Consegna A
Trasforma in una lista numerata le righe dell'elenco che vanno dall'inizio fino alla riga con "box: [316, 101, 324, 129]", questa compresa, tralasciando le righe vuote. Non includere le immagini nella risposta.
:: Brano selezionato
5.1 Orbene, le considerazioni svolte dalla Corte territoriale, in ordine ai profili di ascrivibilità colposa rinvenibili nella condotta posta in essere dal M., si collocano nell'alveo del richiamato orientamento interpretativo.
La Corte di Appello ha, infatti, del tutto legittimamente considerato che il predetto obbligo formativo ed informativo non risultava assolto, da parte del M., atteso che proprio la dichiarazione proveniente dal medesimo datore evidenziava che la formazione erogata in favore degli operai risultava generica e non adeguata all'utilizzo del ponte autosolievante ed ai rischi connessi all'impiego del macchinario. Ed il Collegio ha pure considerato che gravava sul prevenuto l'obbligo di garantire in ogni modo, nei limiti di quanto era da lui esigibile, in rapporto ai rischi prevedibili, la sicurezza dei lavoratori, ciò che imponeva il ricorso al personale esperto.
::::
:: Dati forniti
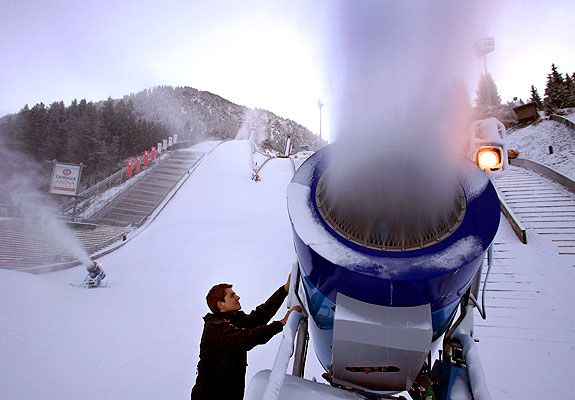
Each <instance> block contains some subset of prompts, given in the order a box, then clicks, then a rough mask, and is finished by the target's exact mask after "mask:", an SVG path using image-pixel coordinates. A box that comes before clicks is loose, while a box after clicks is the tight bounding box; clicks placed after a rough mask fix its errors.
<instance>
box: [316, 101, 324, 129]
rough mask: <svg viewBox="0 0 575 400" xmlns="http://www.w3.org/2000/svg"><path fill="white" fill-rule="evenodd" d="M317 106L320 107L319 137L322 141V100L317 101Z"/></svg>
mask: <svg viewBox="0 0 575 400" xmlns="http://www.w3.org/2000/svg"><path fill="white" fill-rule="evenodd" d="M317 106H318V107H319V137H320V139H321V108H322V107H323V103H322V102H321V100H318V101H317Z"/></svg>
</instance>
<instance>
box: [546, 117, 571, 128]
mask: <svg viewBox="0 0 575 400" xmlns="http://www.w3.org/2000/svg"><path fill="white" fill-rule="evenodd" d="M549 119H550V120H553V121H557V122H561V123H562V124H563V125H565V126H567V127H568V128H569V129H571V130H573V131H575V123H574V122H573V121H571V120H570V119H567V118H565V117H562V116H560V115H557V114H551V115H550V116H549Z"/></svg>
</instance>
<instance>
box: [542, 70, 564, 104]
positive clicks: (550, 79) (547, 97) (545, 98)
mask: <svg viewBox="0 0 575 400" xmlns="http://www.w3.org/2000/svg"><path fill="white" fill-rule="evenodd" d="M568 97H569V96H568V92H567V87H566V83H565V80H564V79H563V75H562V74H560V73H559V71H557V66H556V65H555V64H551V73H550V74H549V75H547V86H546V88H545V99H544V104H545V111H546V112H547V113H554V112H556V111H557V109H559V108H565V107H567V104H568V102H569V99H568Z"/></svg>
::::
Consegna B
Riporta per intero il brano selezionato, senza modificarne nemmeno una parola.

Risposta attesa A
1. Each <instance> block contains some subset of prompts, given in the order a box, then clicks, then a rough mask, and is finished by the target's exact mask after "mask:", an SVG path using image-pixel coordinates. A box that comes before clicks is loose, while a box after clicks is the tight bounding box; clicks placed after a rough mask fix its errors.
2. <instance>
3. box: [316, 101, 324, 129]

Risposta attesa B
5.1 Orbene, le considerazioni svolte dalla Corte territoriale, in ordine ai profili di ascrivibilità colposa rinvenibili nella condotta posta in essere dal M., si collocano nell'alveo del richiamato orientamento interpretativo.
La Corte di Appello ha, infatti, del tutto legittimamente considerato che il predetto obbligo formativo ed informativo non risultava assolto, da parte del M., atteso che proprio la dichiarazione proveniente dal medesimo datore evidenziava che la formazione erogata in favore degli operai risultava generica e non adeguata all'utilizzo del ponte autosolievante ed ai rischi connessi all'impiego del macchinario. Ed il Collegio ha pure considerato che gravava sul prevenuto l'obbligo di garantire in ogni modo, nei limiti di quanto era da lui esigibile, in rapporto ai rischi prevedibili, la sicurezza dei lavoratori, ciò che imponeva il ricorso al personale esperto.